_WORK TO COMPLETE_: Transcribe every entry below verbatim, line for line, and leave the pictures out of the output.

——————

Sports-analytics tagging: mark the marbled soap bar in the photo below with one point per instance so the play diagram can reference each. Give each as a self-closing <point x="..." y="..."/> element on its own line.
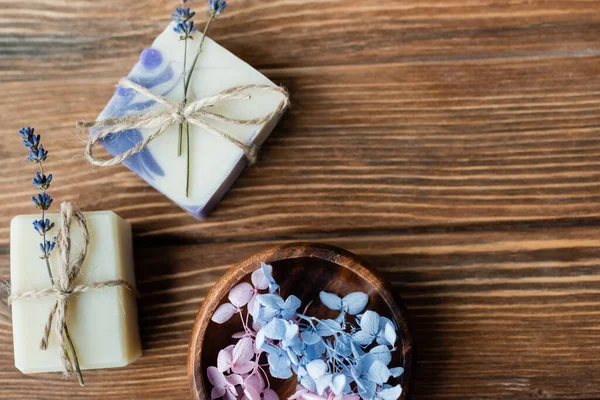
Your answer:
<point x="215" y="162"/>
<point x="102" y="323"/>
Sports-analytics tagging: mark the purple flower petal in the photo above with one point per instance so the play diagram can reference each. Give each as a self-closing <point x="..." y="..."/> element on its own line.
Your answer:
<point x="223" y="313"/>
<point x="241" y="294"/>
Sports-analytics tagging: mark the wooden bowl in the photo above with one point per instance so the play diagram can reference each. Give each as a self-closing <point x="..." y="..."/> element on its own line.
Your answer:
<point x="302" y="269"/>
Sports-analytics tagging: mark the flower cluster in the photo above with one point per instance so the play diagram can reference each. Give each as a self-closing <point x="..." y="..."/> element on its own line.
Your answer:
<point x="43" y="201"/>
<point x="344" y="358"/>
<point x="216" y="7"/>
<point x="184" y="25"/>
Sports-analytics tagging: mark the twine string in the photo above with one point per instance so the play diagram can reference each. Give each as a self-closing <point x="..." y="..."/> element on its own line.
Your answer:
<point x="68" y="268"/>
<point x="196" y="113"/>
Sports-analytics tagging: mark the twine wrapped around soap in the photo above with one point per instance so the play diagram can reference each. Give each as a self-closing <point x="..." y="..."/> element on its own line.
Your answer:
<point x="63" y="286"/>
<point x="196" y="113"/>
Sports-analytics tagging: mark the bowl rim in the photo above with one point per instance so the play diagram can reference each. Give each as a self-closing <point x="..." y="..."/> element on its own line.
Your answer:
<point x="334" y="254"/>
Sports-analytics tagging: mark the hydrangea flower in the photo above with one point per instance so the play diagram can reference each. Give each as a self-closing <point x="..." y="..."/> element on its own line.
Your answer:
<point x="333" y="359"/>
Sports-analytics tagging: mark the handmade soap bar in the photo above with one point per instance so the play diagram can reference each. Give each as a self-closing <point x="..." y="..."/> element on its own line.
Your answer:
<point x="102" y="323"/>
<point x="215" y="161"/>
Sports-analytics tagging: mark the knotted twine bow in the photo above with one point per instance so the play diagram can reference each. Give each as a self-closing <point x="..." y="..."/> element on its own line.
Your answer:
<point x="63" y="288"/>
<point x="196" y="113"/>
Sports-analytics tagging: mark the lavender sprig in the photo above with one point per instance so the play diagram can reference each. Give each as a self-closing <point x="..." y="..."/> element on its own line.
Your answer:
<point x="43" y="201"/>
<point x="184" y="25"/>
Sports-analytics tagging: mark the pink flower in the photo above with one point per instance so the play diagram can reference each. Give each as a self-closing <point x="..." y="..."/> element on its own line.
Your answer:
<point x="237" y="358"/>
<point x="223" y="386"/>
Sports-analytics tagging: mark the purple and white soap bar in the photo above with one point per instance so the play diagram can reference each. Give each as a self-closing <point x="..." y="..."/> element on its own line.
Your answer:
<point x="215" y="162"/>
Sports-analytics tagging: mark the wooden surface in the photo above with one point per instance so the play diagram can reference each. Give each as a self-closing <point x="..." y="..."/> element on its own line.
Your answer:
<point x="301" y="269"/>
<point x="454" y="144"/>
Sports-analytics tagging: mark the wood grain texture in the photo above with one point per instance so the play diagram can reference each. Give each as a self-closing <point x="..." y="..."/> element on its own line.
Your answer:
<point x="454" y="143"/>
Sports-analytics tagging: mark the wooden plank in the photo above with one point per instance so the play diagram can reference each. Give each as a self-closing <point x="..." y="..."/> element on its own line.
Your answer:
<point x="77" y="39"/>
<point x="505" y="314"/>
<point x="364" y="149"/>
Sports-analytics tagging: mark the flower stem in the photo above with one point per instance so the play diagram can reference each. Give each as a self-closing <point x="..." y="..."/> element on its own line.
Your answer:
<point x="186" y="84"/>
<point x="189" y="76"/>
<point x="180" y="137"/>
<point x="66" y="330"/>
<point x="187" y="175"/>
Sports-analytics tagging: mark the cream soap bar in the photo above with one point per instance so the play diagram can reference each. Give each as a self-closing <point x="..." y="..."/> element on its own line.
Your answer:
<point x="102" y="323"/>
<point x="215" y="162"/>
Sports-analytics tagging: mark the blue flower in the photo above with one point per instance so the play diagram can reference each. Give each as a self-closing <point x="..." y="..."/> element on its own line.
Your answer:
<point x="30" y="139"/>
<point x="42" y="226"/>
<point x="37" y="155"/>
<point x="182" y="14"/>
<point x="42" y="181"/>
<point x="371" y="329"/>
<point x="185" y="29"/>
<point x="47" y="248"/>
<point x="216" y="7"/>
<point x="279" y="362"/>
<point x="43" y="201"/>
<point x="26" y="133"/>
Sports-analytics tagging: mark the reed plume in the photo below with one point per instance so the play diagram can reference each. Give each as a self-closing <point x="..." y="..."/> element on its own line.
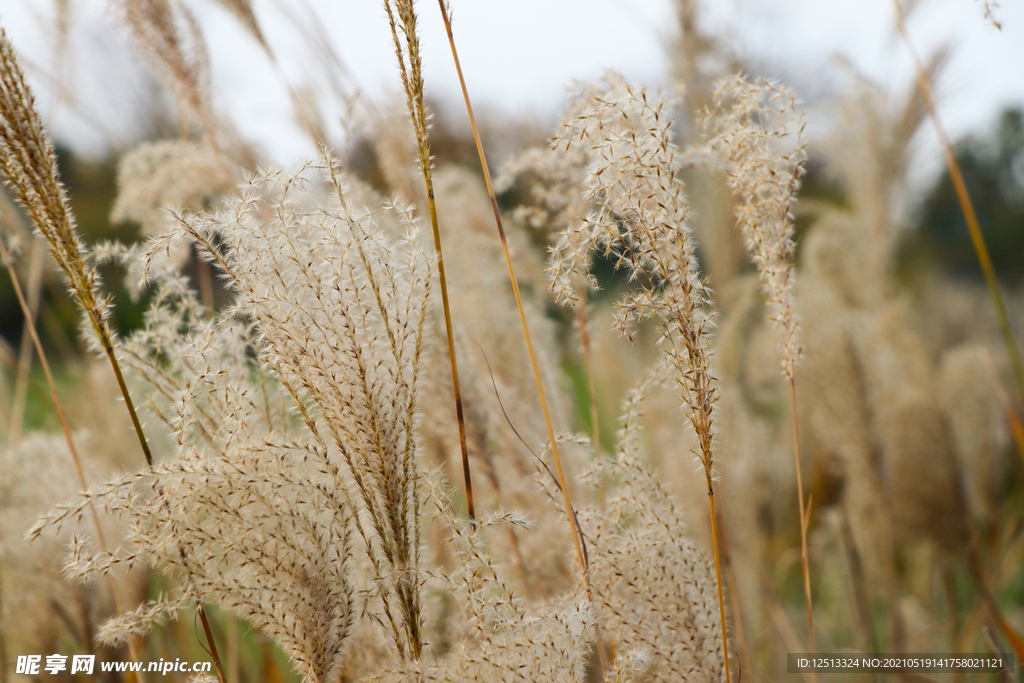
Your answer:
<point x="641" y="217"/>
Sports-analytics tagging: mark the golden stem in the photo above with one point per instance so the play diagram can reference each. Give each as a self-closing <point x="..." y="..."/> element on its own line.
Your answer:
<point x="718" y="572"/>
<point x="967" y="207"/>
<point x="804" y="521"/>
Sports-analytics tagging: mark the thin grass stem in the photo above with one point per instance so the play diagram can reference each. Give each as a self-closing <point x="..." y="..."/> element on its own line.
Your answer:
<point x="65" y="425"/>
<point x="805" y="515"/>
<point x="967" y="207"/>
<point x="577" y="542"/>
<point x="413" y="82"/>
<point x="718" y="573"/>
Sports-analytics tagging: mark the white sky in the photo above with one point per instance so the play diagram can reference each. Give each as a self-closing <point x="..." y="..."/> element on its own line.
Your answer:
<point x="518" y="55"/>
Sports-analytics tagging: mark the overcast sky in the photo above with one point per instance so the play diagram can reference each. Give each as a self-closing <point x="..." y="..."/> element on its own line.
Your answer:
<point x="518" y="55"/>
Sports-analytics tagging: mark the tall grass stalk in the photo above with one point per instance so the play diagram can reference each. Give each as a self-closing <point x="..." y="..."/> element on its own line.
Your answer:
<point x="29" y="164"/>
<point x="33" y="334"/>
<point x="967" y="206"/>
<point x="569" y="512"/>
<point x="518" y="301"/>
<point x="985" y="261"/>
<point x="25" y="352"/>
<point x="412" y="79"/>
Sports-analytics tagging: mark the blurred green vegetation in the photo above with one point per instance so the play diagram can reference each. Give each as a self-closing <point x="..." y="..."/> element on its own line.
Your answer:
<point x="993" y="170"/>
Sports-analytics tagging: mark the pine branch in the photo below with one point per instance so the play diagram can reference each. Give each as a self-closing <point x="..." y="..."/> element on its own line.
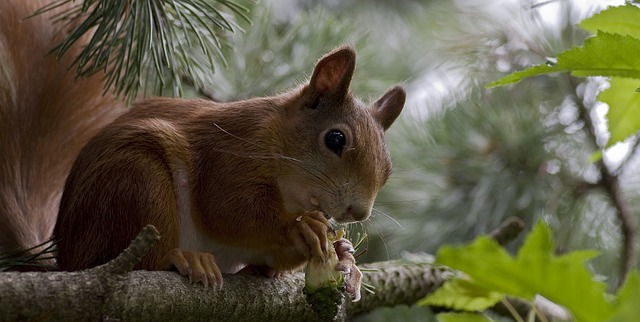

——————

_REPLY_:
Sports-analytics tagging: mark the marbled soap bar in the photo below with one point per instance so the play diagram can reference each. Give each as a self-closing <point x="..." y="..."/> element on its own line.
Your answer:
<point x="215" y="162"/>
<point x="102" y="323"/>
Sports-analytics tagging: mark the purple flower petal in the photo above with one point per instance so the play diagram can reference each. Give each as a self-closing <point x="..." y="..."/> element on its own line.
Your answer:
<point x="223" y="313"/>
<point x="241" y="294"/>
Sports-analytics tagging: mark the wooden bowl in the photo above with one point per instance so the play diagram can reference each. Give each as a self-closing <point x="..." y="..."/> element on its own line.
Your answer:
<point x="302" y="269"/>
Sports-analytics tagging: mark the flower cluster in the photo above with one point per instance so the play diagram can reference each. Give each as a self-closing <point x="..." y="..."/> element on its own line.
Your answer:
<point x="43" y="201"/>
<point x="344" y="358"/>
<point x="216" y="7"/>
<point x="184" y="25"/>
Sports-analytics tagging: mark the twine string in the photo above with one point per instance so the play diagram can reference each. Give each as a self-closing <point x="..." y="..."/> element on its own line.
Your answer:
<point x="68" y="268"/>
<point x="196" y="113"/>
Sports-analytics tagging: mark the twine wrapped around soap in the photo above with one point per instance so the play diagram can reference each. Give each as a self-closing <point x="..." y="..."/> element on its own line.
Your answer:
<point x="63" y="286"/>
<point x="196" y="113"/>
Sports-analytics tagging: mark the bowl rim in the photo above with one point per instance so the play diagram can reference each. Give each as a self-closing <point x="..." y="..."/> element on its own line.
Your answer:
<point x="334" y="254"/>
Sports-analytics tagging: mark the hydrangea flower in the photo above with one point per instance so the play diagram can reference each. Give each as a self-closing <point x="..." y="..."/> element on its own line.
Your answer:
<point x="333" y="359"/>
Sports-analytics tagging: mark the handmade soap bar in the photo above with one point per instance so the play diagram can reference each. Give each as a self-closing <point x="..." y="..."/> element on its own line.
Your answer:
<point x="102" y="323"/>
<point x="215" y="161"/>
Sports-analytics tagging: mark the knotted twine bow in the photo above with one point per instance so the play diagram can reference each. Give each as a self-closing <point x="..." y="..."/> element on its own line.
Your answer:
<point x="63" y="288"/>
<point x="196" y="113"/>
Sports-analytics tagging: mark the lavender sprig in the photo above with one point per instance so the play diagram can reference each. Give each as a self-closing <point x="..." y="..."/> element on its own line.
Your answer:
<point x="43" y="201"/>
<point x="184" y="25"/>
Sports-analytics tagging: mark the pink flower in the photo above with one point per instance so the play diagram can reference each. Give each as a self-closing <point x="..." y="..."/> element on its own line.
Your answer:
<point x="237" y="358"/>
<point x="223" y="386"/>
Sports-analytics tagging: mark the purple and white soap bar in the photo above with one point per instance so the play diagram can reference each. Give each as a self-closing <point x="..." y="..."/> element on its own line.
Your answer:
<point x="215" y="162"/>
Sports-analytics tagging: mark the wooden surface in the photo above with one point per instance so the play diagram can reference each. Give each as a self-closing <point x="..." y="..."/> element on its own line.
Your answer:
<point x="301" y="269"/>
<point x="454" y="144"/>
Sports-analytics tagging: mark the wood grain texture in the photo above with one point per instance so the play diagram can reference each. Give each as a self-closing <point x="..." y="..."/> element on its own line.
Your answer:
<point x="454" y="143"/>
Sports-analytics tagging: mark the wooden plank in the photo above with one point per instance so the play diagram can reference each. Give each as a self-closing <point x="..." y="..."/> element on its own line.
Your answer:
<point x="77" y="39"/>
<point x="505" y="314"/>
<point x="364" y="149"/>
Sports-analytics tagging: mark the flower stem in the photo above with one point per instance so the play diagram can reference each. Give each as a self-closing <point x="..." y="..."/> element on its own line.
Your answer:
<point x="186" y="84"/>
<point x="189" y="76"/>
<point x="180" y="137"/>
<point x="66" y="330"/>
<point x="187" y="175"/>
Sports-analytics tagging: mark the cream soap bar in the photo above with one point per instance so the play diagram can reference each. Give each as a self-closing <point x="..." y="..."/> element on its own line.
Your answer:
<point x="102" y="323"/>
<point x="215" y="162"/>
Sports-analytics tagging: mark the blue flower in the photo above with one point per instance so the play diagram can reference each. Give each as a self-closing <point x="..." y="..."/> element on its own line.
Your answer:
<point x="30" y="139"/>
<point x="42" y="226"/>
<point x="37" y="155"/>
<point x="182" y="14"/>
<point x="42" y="181"/>
<point x="371" y="329"/>
<point x="185" y="29"/>
<point x="47" y="248"/>
<point x="216" y="7"/>
<point x="279" y="362"/>
<point x="43" y="201"/>
<point x="26" y="133"/>
Sports-analytics tagging: mark the reed plume in the photo below with one point per instance so the play diagram can reference each. Give each as a self-closing <point x="..." y="..."/> element on its own line.
Your answer:
<point x="641" y="217"/>
Sports-analytics tagging: mark the golden stem in the photo above with one point per instance so the play diagram can reference each. Give each as a self-closing <point x="..." y="..."/> element on its own line.
Your answer:
<point x="718" y="572"/>
<point x="967" y="207"/>
<point x="804" y="521"/>
Sports-analytics tagging: mark the thin grass stem in the photo above with one point per instance so the play diagram can reference each. Give each as a self-closing <point x="..." y="..."/> element on its own line.
Your answer:
<point x="65" y="425"/>
<point x="805" y="515"/>
<point x="967" y="207"/>
<point x="577" y="542"/>
<point x="413" y="82"/>
<point x="718" y="573"/>
Sports-analytics tagging: mark the white sky in the photo above with one point per instance so the play diagram can reference each. Give each as a self-closing <point x="..." y="..."/> element on its own line.
Your answer:
<point x="518" y="55"/>
Sports-analytics tagging: mark the overcast sky in the photo above with one point per instance so the play diagram can reference each. Give each as a self-closing <point x="..." y="..."/> element on its own line.
Your answer:
<point x="518" y="55"/>
Sports-analytics tagging: mark the tall grass stalk in the photo above with one point per instance so the play diagram can reference each. Give each as a self-closing <point x="..." y="..."/> element on its own line.
Your answer:
<point x="29" y="164"/>
<point x="33" y="334"/>
<point x="967" y="206"/>
<point x="569" y="512"/>
<point x="518" y="301"/>
<point x="985" y="261"/>
<point x="25" y="352"/>
<point x="412" y="79"/>
Sports-analytics tagging: mark the blurred green vegetation in the photo above with one point per instance so the play diagram can reference each. Give each as a self-closing <point x="..." y="..."/> element on its own line.
Your answer:
<point x="993" y="170"/>
Sports-analytics tagging: mark the pine branch in the photo below with one point per instance so the play diagram can reference each. Give each as a self-closing <point x="..." y="..."/> element on its own line.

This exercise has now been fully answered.